### 検討用本文
______________________________

糖尿病治療薬のメトホルミンに筋萎縮や筋線維化を防ぐ効果 メトホルミンが高齢者の筋肉の使用不能後の回復と改善を促す
メトホルミンの抗老化特性を解明 筋萎縮や筋線維化を防ぐ効果を確認
高齢化にともなう筋力低下により、転倒・入院、慢性疾患の発症リスクが高まることから、筋肉の非活動性萎縮と筋力回復の両方を標的とした治療法が求められている。
長期間の入院などで安静状態が続くと関節の運動制限が生じ、日常生活動作の能力低下をまねく。これには、骨格筋の線維化にともなう伸張性の低下が関与すると考えられている。
若年者は一般に、メトホルミンなどの介入がなくても、筋肉を使用しなくなった後に比較的短期間で回復するが、高齢者では、免疫機能不全があり、体が老化細胞を除去することが難しくなり、老化細胞が蓄積されていく。それが、高齢者が筋肉を一定期間使用しなくなった後の回復が送れる原因のひとつになっている。
一方、メトホルミンの抗老化特性は、これまで前臨床研究を通じて実証されており、メトホルミンの使用により、筋肉量の減少を抑制したり、高齢糖尿病患者のサルコペニアやフレイル指標を減少することが報告されている。
そこで、ユタ州立大学医学部理学療法・運動トレーニング部のMicah Drummond教授らは、年齢が60歳以上でBMIが30未満の健康な男女の20人を対象に、複数週間の介入試験を実施した。参加者に介入前に筋生検とMRIを受けてもらい、5日間の床上安静を求めた。
2週間の導入期間中に、10人の介入群にはメトホルミンを投与し、残りの10人の対照群にはプラセボを投与した。その後、各グループに床上安静中にメトホルミンあるいはプラセボの投与を続けた。
床上安静の後、両群ともに再度、筋生検とMRIを実施し、7日間の再歩行期間を設けた後に、最終の筋生検を行った。
その結果、床上安静中にメトホルミンを投与した群では、不使用時のI型筋線維萎縮が少なく、炎症促進性転写プロファイルが低下し、回復時の筋コラーゲン沈着が少ないことが示された。コラーゲン含有量と筋線維のサイズは、筋肉全体の細胞老化とSASPマーカーの減少に応じていた。
さらに、メトホルミン投与により、筋肉に常在する原発性線維脂肪前駆細胞(FAP)の老化マーカーが減少し、筋線維芽細胞への移行が促進された。

______________________________

コレクションの保存項目:

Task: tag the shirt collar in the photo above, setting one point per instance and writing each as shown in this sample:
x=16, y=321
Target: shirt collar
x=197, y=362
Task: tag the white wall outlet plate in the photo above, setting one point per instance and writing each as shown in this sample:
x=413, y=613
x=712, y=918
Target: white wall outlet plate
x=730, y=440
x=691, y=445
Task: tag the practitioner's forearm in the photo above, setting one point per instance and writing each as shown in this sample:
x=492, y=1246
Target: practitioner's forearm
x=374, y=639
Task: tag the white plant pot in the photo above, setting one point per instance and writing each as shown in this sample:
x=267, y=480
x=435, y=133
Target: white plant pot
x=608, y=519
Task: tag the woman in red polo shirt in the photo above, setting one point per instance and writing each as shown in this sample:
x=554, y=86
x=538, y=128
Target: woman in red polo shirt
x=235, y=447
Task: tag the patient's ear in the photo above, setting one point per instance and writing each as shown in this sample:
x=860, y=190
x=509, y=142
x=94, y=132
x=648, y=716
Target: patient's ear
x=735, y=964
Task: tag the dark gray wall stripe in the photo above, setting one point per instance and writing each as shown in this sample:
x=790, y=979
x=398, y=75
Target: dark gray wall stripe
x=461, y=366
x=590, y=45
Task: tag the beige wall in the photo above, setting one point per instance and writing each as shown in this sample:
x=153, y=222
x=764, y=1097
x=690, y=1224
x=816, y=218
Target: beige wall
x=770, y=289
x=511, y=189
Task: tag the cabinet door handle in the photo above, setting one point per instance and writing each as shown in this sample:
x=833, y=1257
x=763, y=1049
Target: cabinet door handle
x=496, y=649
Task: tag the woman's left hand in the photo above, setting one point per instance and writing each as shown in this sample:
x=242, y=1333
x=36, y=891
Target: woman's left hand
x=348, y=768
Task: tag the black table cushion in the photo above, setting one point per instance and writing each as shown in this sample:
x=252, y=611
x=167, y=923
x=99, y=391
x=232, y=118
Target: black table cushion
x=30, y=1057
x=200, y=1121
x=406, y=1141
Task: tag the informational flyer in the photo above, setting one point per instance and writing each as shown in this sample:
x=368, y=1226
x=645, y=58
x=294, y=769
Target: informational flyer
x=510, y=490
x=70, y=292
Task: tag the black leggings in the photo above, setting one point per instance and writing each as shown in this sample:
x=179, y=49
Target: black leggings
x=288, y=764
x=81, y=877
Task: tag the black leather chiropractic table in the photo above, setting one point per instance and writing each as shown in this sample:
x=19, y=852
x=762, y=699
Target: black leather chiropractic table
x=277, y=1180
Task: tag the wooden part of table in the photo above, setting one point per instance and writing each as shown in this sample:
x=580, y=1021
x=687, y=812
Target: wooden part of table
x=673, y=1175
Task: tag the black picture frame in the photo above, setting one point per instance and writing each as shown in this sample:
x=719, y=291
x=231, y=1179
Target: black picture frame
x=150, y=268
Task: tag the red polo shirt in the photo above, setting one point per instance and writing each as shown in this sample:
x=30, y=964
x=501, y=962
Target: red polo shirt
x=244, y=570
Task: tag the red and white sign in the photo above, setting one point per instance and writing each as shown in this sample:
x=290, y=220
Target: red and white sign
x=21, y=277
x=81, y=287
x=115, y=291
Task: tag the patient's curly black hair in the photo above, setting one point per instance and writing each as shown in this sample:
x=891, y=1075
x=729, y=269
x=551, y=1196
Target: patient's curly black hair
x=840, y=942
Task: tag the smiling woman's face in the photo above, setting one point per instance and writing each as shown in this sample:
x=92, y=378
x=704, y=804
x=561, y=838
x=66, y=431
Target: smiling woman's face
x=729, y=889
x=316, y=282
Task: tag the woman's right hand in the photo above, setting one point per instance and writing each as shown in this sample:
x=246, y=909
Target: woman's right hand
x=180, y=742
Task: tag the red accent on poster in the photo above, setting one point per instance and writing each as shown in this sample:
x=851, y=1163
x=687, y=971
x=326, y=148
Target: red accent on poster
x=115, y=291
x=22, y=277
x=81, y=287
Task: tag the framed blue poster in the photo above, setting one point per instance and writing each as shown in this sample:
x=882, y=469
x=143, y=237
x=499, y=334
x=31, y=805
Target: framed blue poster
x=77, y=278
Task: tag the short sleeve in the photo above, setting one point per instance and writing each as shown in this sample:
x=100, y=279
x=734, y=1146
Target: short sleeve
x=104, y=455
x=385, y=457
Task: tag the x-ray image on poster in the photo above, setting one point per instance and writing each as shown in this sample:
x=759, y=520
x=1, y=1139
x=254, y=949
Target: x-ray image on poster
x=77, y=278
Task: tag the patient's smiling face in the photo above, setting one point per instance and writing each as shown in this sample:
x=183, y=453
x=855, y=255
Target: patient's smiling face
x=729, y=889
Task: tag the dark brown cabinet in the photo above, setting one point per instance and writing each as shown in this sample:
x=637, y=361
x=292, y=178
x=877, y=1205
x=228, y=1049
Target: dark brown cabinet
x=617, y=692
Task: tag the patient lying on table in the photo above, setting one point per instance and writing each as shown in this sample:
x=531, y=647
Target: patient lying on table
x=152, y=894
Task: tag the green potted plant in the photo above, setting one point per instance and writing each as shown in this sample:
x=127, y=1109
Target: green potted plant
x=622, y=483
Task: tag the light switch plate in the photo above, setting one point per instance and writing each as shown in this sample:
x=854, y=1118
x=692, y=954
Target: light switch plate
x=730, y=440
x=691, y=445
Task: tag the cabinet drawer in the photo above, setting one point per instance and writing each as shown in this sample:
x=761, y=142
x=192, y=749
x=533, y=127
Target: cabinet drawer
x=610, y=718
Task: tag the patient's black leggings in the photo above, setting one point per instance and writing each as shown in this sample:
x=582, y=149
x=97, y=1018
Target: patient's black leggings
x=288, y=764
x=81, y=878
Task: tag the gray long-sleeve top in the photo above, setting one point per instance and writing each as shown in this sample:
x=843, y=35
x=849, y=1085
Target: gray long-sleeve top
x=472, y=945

______________________________

### 課題一覧
**A.** 本文によれば、高齢者が筋肉を一定期間使用しなくなった後の回復に時間がかかる原因のひとつは何ですか。本文が挙げる理由を一文から三文で説明してください。
**B.** 本文について、次の問いに答えてください。
(i) 介入試験の対象者は、年齢とBMIについてどのような条件を満たしていましたか。
(ii) 介入群にメトホルミン、対照群にプラセボを投与した導入期間の長さはどれだけですか。
(iii) 床上安静の後、最終の筋生検の前に設けられた再歩行期間は何日間でしたか。
**C.** 本文のうち、「糖尿病治療薬のメトホルミンに」を含む語句から書き始め、「いはプラセボの投与を続けた。」の後で終えて、そのまま書き写してください。

### 課題の解答
**A.** 高齢者には免疫機能不全があり、体が老化細胞を除去しにくくなるため、老化細胞が蓄積されていきます。本文はこれを、使用しなくなった後の筋肉の回復が遅れる原因のひとつとしています。

**B.**
(i) 年齢が60歳以上で、BMIが30未満でした。
(ii) 2週間です。
(iii) 7日間です。

**C.**
糖尿病治療薬のメトホルミンに筋萎縮や筋線維化を防ぐ効果 メトホルミンが高齢者の筋肉の使用不能後の回復と改善を促す
メトホルミンの抗老化特性を解明 筋萎縮や筋線維化を防ぐ効果を確認
高齢化にともなう筋力低下により、転倒・入院、慢性疾患の発症リスクが高まることから、筋肉の非活動性萎縮と筋力回復の両方を標的とした治療法が求められている。
長期間の入院などで安静状態が続くと関節の運動制限が生じ、日常生活動作の能力低下をまねく。これには、骨格筋の線維化にともなう伸張性の低下が関与すると考えられている。
若年者は一般に、メトホルミンなどの介入がなくても、筋肉を使用しなくなった後に比較的短期間で回復するが、高齢者では、免疫機能不全があり、体が老化細胞を除去することが難しくなり、老化細胞が蓄積されていく。それが、高齢者が筋肉を一定期間使用しなくなった後の回復が送れる原因のひとつになっている。
一方、メトホルミンの抗老化特性は、これまで前臨床研究を通じて実証されており、メトホルミンの使用により、筋肉量の減少を抑制したり、高齢糖尿病患者のサルコペニアやフレイル指標を減少することが報告されている。
そこで、ユタ州立大学医学部理学療法・運動トレーニング部のMicah Drummond教授らは、年齢が60歳以上でBMIが30未満の健康な男女の20人を対象に、複数週間の介入試験を実施した。参加者に介入前に筋生検とMRIを受けてもらい、5日間の床上安静を求めた。
2週間の導入期間中に、10人の介入群にはメトホルミンを投与し、残りの10人の対照群にはプラセボを投与した。その後、各グループに床上安静中にメトホルミンあるいはプラセボの投与を続けた。